• _Work to complete_
a – Translate this sentence from the heart attack study summary into Spanish: "To date, there is limited knowledge with respect to their capacity to improve cardiac function and contractility when introduced into the myocardium after the onset of MI."
b – Write what comes next in the heart attack study summary, starting right after its last sentence.

• _Extracted text_
Research Article, J Regen Med Vol: 6 Issue: 1
Dedifferentiated Adipocytes Improve Heart Function Post-Myocardial Infarction
*Corresponding author : Dr. Sepideh Heydarkhan-Hagvall
AstraZeneca R&D Gothenburg, IMED CVMD| Translational Science, SE-431 83 Mölndal, Sweden
Tel: +46 (0)31 776 35 11
Received: April 06, 2017 Accepted: June 30, 2017 Published: July 06, 2017
Citation: Tsang EJ, Jordan MC, Roos KP, Gluck JM, Jumabay M, et al. (2017) Dedifferentiated Adipocytes Improve Heart Function Post-Myocardial Infarction. J Regen Med 6:1. doi: 10.4172/2325-9620.1000135.
Background:The development of pluripotent stem cell-based strategies for regenerative medicine offers hope of one day having a limitless source of therapeutic cells for the repairing of damaged cardiac tissue resulting from myocardial infarction (MI). Dedifferentiated adipose cells (DFAT) have recently gained attention in this regard for their in vitro and in vivo ability to express vascular and cardiac-specific markers. To date, there is limited knowledge with respect to their capacity to improve cardiac function and contractility when introduced into the myocardium after the onset of MI. To that end, this study investigated the in vivo potential of intramyocardially injected mouse DFAT (mDFAT) cells to differentiate towards cardiovascular lineages and enhance cardiac function in a murine model of MI.

• _Data extracts_
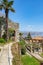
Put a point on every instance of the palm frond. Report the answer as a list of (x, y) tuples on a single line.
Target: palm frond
[(11, 9), (10, 3)]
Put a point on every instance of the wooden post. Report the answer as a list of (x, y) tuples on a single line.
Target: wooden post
[(41, 63)]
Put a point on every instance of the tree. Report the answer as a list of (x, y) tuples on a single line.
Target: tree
[(20, 34), (1, 23), (7, 6), (29, 36)]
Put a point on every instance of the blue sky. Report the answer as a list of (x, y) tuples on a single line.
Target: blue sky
[(29, 14)]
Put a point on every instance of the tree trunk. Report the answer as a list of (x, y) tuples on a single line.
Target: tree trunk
[(6, 20)]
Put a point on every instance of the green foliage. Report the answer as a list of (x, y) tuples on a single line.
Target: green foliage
[(4, 36), (29, 36), (27, 60), (41, 54), (11, 32), (2, 41), (0, 49)]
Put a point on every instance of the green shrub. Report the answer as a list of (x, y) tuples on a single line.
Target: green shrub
[(2, 40), (4, 36), (0, 49), (23, 50)]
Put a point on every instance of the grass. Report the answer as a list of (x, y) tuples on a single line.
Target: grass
[(27, 60), (0, 50), (41, 54)]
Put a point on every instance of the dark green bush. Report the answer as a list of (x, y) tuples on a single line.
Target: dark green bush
[(0, 49), (2, 40), (4, 36)]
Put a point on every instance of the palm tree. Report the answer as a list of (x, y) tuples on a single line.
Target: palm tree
[(7, 6)]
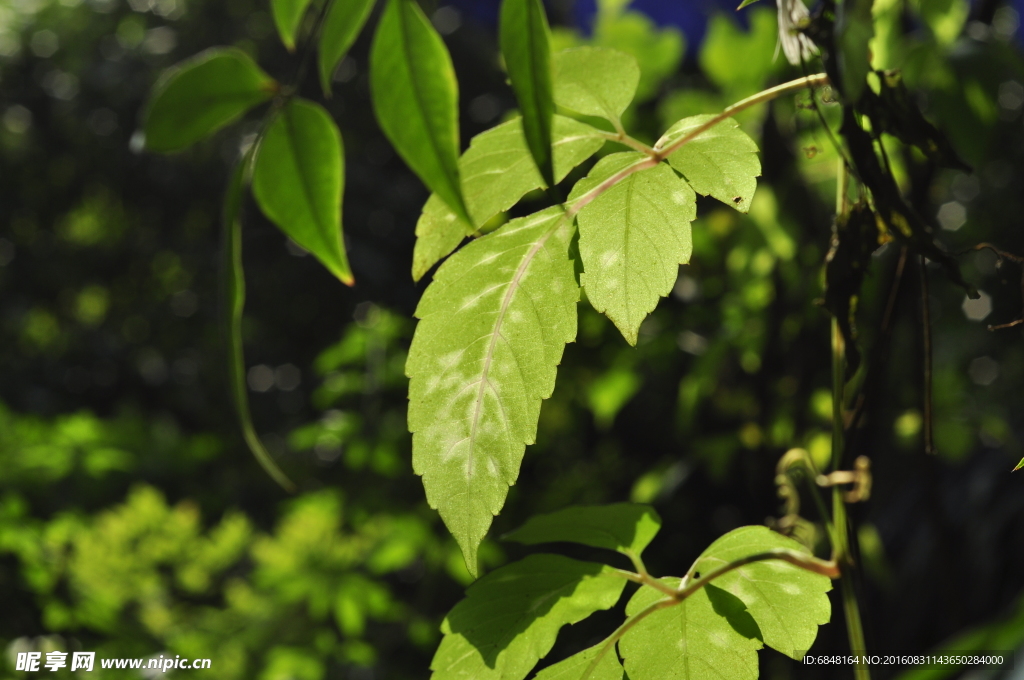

• _Task answers_
a – Hasta la fecha, existe un conocimiento limitado sobre su capacidad para mejorar la función y la contractilidad cardíacas cuando se introducen en el miocardio tras la aparición del IM.

b –
Methods: Mature adipocytes were harvested from GFP-transgenic mice and dedifferentiated in vitro to produce pluripotent mDFAT cells. Mice that underwent LAD ligation surgery were injected intramyocardially with a dose of therapeutic mDFAT cells (n=6) shortly after the confirmation of successful MI.
Results: Consistent with previous findings by the authors, we observed an immunofluorescent stain pattern in the infarct area of mDFAT cells adjacent to or co-localized with Troponin T, Cx-43, CD31, isolectin B4 and α-SMA up to eight weeks after cell transplantation. Furthermore, echocardiography and hemodynamic catheterization measurements indicated an overall improvement in global cardiac function, including ejection fraction, fractional shortening and contractility.
Conclusions: This study is the first to report that the transplantation of mDFAT cells into a murine model of MI can preserve cardiac function up to eight weeks after the onset of infarction, suggesting a potential role for DFAT cells as a therapeutic pluripotent cell source in cardiovascular tissue repair.